● Goal of the exercise
Copy out everything from the line containing "[point] striped scarf" down to the last of the rows. Shift each coordinate in the answers up by 28, and leave the sample points in the other lines as they are.

● Records
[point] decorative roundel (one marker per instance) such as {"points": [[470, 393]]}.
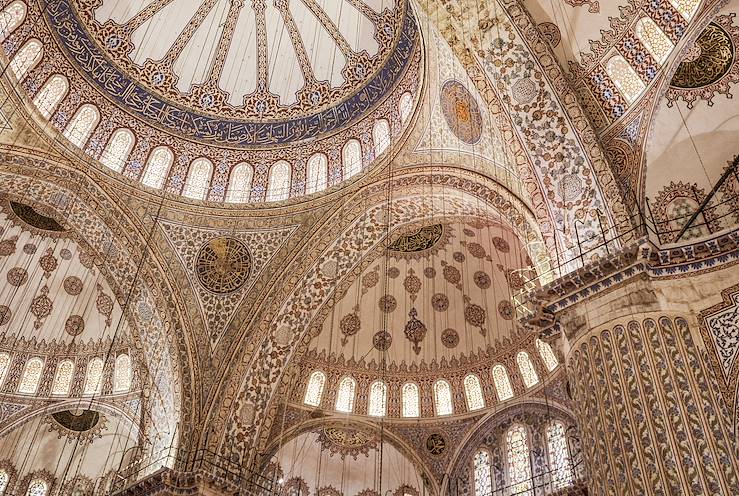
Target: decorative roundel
{"points": [[461, 112], [223, 265]]}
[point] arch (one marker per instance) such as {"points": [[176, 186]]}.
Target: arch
{"points": [[316, 177], [314, 390], [410, 400], [197, 183], [26, 58], [443, 398], [528, 372], [63, 378], [378, 399], [278, 186], [82, 124], [116, 152], [502, 383], [51, 95], [351, 158], [31, 376], [157, 167], [239, 184], [345, 395]]}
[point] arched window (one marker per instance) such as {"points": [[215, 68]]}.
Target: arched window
{"points": [[122, 376], [381, 136], [405, 106], [63, 377], [473, 393], [314, 391], [483, 473], [519, 464], [317, 173], [502, 383], [378, 399], [547, 355], [278, 186], [654, 39], [31, 376], [10, 18], [559, 456], [528, 372], [116, 151], [239, 185], [351, 158], [26, 58], [443, 398], [80, 127], [94, 377], [50, 95], [345, 395], [625, 78], [197, 183], [157, 167]]}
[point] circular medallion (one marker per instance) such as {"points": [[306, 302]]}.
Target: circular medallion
{"points": [[223, 265]]}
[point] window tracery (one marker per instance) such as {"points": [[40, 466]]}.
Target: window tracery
{"points": [[239, 185], [157, 167], [345, 395], [31, 376], [378, 399], [63, 377], [443, 398], [410, 400], [519, 464], [83, 122], [278, 187], [198, 179], [502, 383], [528, 372], [51, 94], [314, 390], [116, 151], [473, 393]]}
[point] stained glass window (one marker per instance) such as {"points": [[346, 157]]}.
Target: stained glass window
{"points": [[198, 179], [239, 185], [473, 392], [314, 391], [80, 128], [443, 398], [94, 378], [26, 58], [157, 167], [116, 151], [278, 187], [351, 157], [345, 395], [50, 95], [654, 39], [378, 399], [547, 355], [31, 376], [519, 464], [317, 173], [625, 78], [559, 455], [483, 474], [502, 383], [63, 377], [122, 376], [528, 372], [410, 400], [11, 17], [381, 136]]}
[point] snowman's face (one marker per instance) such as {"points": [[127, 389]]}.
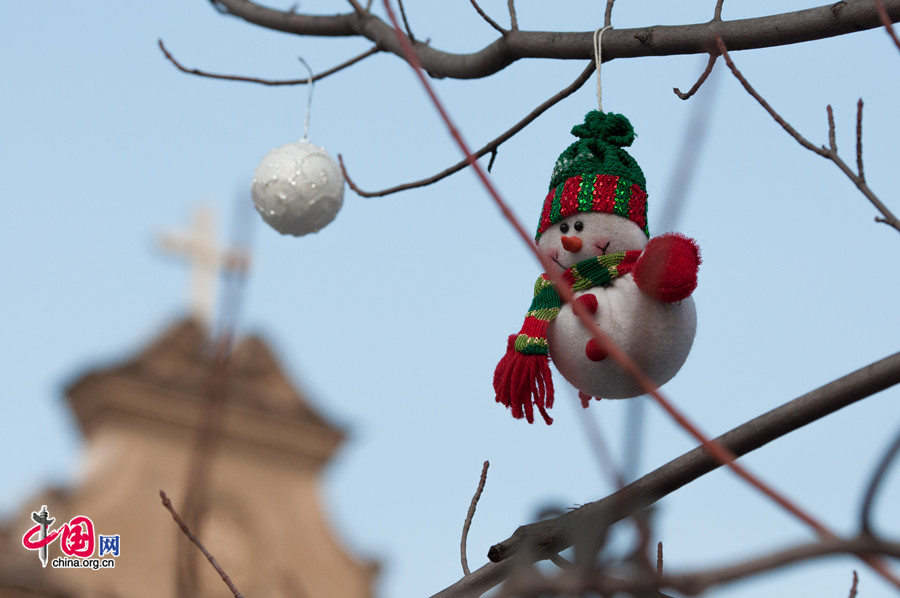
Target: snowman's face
{"points": [[585, 235]]}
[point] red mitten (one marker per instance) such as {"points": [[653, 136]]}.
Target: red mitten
{"points": [[667, 270]]}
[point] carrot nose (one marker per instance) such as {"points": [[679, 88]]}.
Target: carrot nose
{"points": [[572, 244]]}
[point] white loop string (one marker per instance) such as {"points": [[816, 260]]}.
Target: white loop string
{"points": [[598, 61], [309, 86]]}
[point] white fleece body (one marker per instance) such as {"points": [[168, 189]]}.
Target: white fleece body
{"points": [[657, 335]]}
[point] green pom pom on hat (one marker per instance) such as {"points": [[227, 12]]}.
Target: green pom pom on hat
{"points": [[594, 174]]}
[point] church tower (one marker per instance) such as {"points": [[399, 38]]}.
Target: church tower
{"points": [[142, 421], [265, 522]]}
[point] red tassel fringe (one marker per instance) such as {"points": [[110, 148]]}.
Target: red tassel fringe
{"points": [[522, 382]]}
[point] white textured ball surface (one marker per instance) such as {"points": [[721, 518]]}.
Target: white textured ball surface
{"points": [[298, 188]]}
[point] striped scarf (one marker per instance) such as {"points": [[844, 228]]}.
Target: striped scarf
{"points": [[524, 370]]}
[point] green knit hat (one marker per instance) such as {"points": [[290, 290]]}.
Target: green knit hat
{"points": [[595, 174]]}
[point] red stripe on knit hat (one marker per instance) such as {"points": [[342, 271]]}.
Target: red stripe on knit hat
{"points": [[637, 206], [545, 213], [605, 193], [569, 200]]}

● Exercise response
[point] striped scarf (one marker per instance) such as {"points": [[844, 228]]}.
Target: striped scarf
{"points": [[552, 398]]}
[point] green knit hat (one marker per instance) such as {"points": [[290, 290]]}.
Target: green knit hat
{"points": [[623, 202]]}
[point] red stripe on knit hat (one marker per instance) such as {"points": [[342, 271]]}.
Target: red stripe on knit hat
{"points": [[665, 234], [573, 241], [633, 221], [597, 228]]}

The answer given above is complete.